━━━━━ TEXT

Their demands address low wages, (the minimum wage is only $ 70 per month), improved working conditions, the permanent hiring of temporary workers, etc..
All these strikes, of which we probably have only a small glimpse, were triggered independently of the official unions whose function is to maintain social peace and to prevent workers’struggles. Still partial, they are good signs for the future, provided that workers are able to organize on the basis of class, independent not only of the union apparatuses which have sold out to the bosses and the bourgeois state, but by rejecting all the false “brothers”who would use them for their bourgeois goals (such as those who stopped the strike at the Misr Spinning and Weaving Textiles Factory after Mubarak’s departure).


* * *

While Saudi Arabia and the Palestinian Authority, mortally afraid of the mass movement, have all pledged their continued support to Mubarak, the U.S. government has stepped up pressure for a “peaceful political transition ”, that is to say that he give way, the only way to prevent further clashes with incalculable risks: Mubarak was the fuse which had to be replaced to protect capitalism from a high voltage shock which the outburst of class struggle in the greatest country in the Middle East could not fail to produce, with repercussions throughout the region. Within the regime, Mubarak’s closest allies have probably toyed with the idea of an Iranian or Chinese alternative: the crushing of protest, after the inevitable fatigue that has at least temporarily quieted the ardor of the demonstrators. The most influential bourgeois circles, those who are most represented among military leaders, have judged this scenario too risky, just as it was by American imperialism from its perspective.
The Egyptian army was rapidly mobilized to control the crowds, protect buildings, and essential services and goods, while letting the police do the dirty work of repression. Completely absent from the first major events, the Muslim Brotherhood, the only significant opposition force that the government has allowed to develop, has hopped on to the moving train: its role will be irreplaceable tomorrow to maintain bourgeois order. Today, military leaders, after announcing the dissolution of parliament and suspending the constitution, promise a return to civilian rule within six months, by which time they will develop a new constitution.

━━━━━━━━━━
━━━━━ MATERIAL PROVIDED

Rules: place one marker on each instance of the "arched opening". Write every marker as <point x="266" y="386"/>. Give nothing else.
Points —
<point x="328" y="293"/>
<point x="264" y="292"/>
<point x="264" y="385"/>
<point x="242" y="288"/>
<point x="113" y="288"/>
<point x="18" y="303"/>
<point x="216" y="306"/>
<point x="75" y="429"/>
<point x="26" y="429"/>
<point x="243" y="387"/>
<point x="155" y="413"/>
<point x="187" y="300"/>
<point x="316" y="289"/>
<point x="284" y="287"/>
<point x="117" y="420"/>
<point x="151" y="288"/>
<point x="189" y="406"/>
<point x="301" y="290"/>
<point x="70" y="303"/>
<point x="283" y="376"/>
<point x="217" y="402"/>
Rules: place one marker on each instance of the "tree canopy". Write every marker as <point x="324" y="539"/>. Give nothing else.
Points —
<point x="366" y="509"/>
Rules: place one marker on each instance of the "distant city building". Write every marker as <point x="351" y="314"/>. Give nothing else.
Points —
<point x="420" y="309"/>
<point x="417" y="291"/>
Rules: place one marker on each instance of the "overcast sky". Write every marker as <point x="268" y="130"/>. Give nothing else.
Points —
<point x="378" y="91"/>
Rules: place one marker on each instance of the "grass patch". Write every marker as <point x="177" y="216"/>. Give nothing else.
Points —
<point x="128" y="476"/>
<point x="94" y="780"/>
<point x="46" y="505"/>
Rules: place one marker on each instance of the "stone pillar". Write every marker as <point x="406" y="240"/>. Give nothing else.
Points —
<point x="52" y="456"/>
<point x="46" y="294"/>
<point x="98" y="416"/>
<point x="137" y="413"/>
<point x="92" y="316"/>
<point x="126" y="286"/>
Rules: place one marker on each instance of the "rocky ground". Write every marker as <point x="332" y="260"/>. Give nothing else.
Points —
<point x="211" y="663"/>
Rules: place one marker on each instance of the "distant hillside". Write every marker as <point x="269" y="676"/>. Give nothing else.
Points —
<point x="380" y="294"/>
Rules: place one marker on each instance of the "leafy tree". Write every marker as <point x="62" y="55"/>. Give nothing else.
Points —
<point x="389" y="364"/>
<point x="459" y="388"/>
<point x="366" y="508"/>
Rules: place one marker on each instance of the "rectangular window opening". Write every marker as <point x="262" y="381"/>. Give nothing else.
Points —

━━━━━━━━━━

■ EXERCISE DESCRIPTION: Continue the text on the Egyptian strikes and Mubarak's departure, picking up after its final sentence. The records have no connection to the text.

■ RESULT:
Whatever form the regime change takes, bourgeois political power remains intact in Egypt; worse, the Army, the mainstay of this power, arises momentarily haloed in the transition. But the Egyptian proletariat will quickly learn if they do not suspect it yet, that it is against them that the successors of Mubarak will mobilize, that they will be battered anew by police and military repression, and to defend their interests they will have to fight on their own, without the petit-bourgeois democrats, whether nationalist or religious. In Tunisia after Ben Ali had been removed, a new government, led by the same Prime Minister, was set up so that nothing essential changes: the police brutally evicted protesters who encamped in Tunis and continues to fire on the crowds ( 2 dead even on February 4), the capitalists continue to operate, while politicians are preparing for future electoral farce, the hoped-for coronation of the restoration and strengthening of the bourgeois order.

There will inevitably be the same thing in Egypt. Already the Supreme Military Council appears to prohibit any meeting of labor organizations or unions, and in fact prohibiting strikes, and it will call for the resumption of work. The coming period will be one of workers’ struggles and in addition to their determination, the Egyptian proletariat will need solidarity with their class brothers in other countries.
Shaken by an unprecedented economic crisis, the capitalist world order little-by-little begins to reveal fissures everywhere. The future heralds the return of the proletarian struggle, not only in the so-called “periphery ”but also in the richest “central ”capitalist countries where the consequences of the crisis have so far been largely amortized.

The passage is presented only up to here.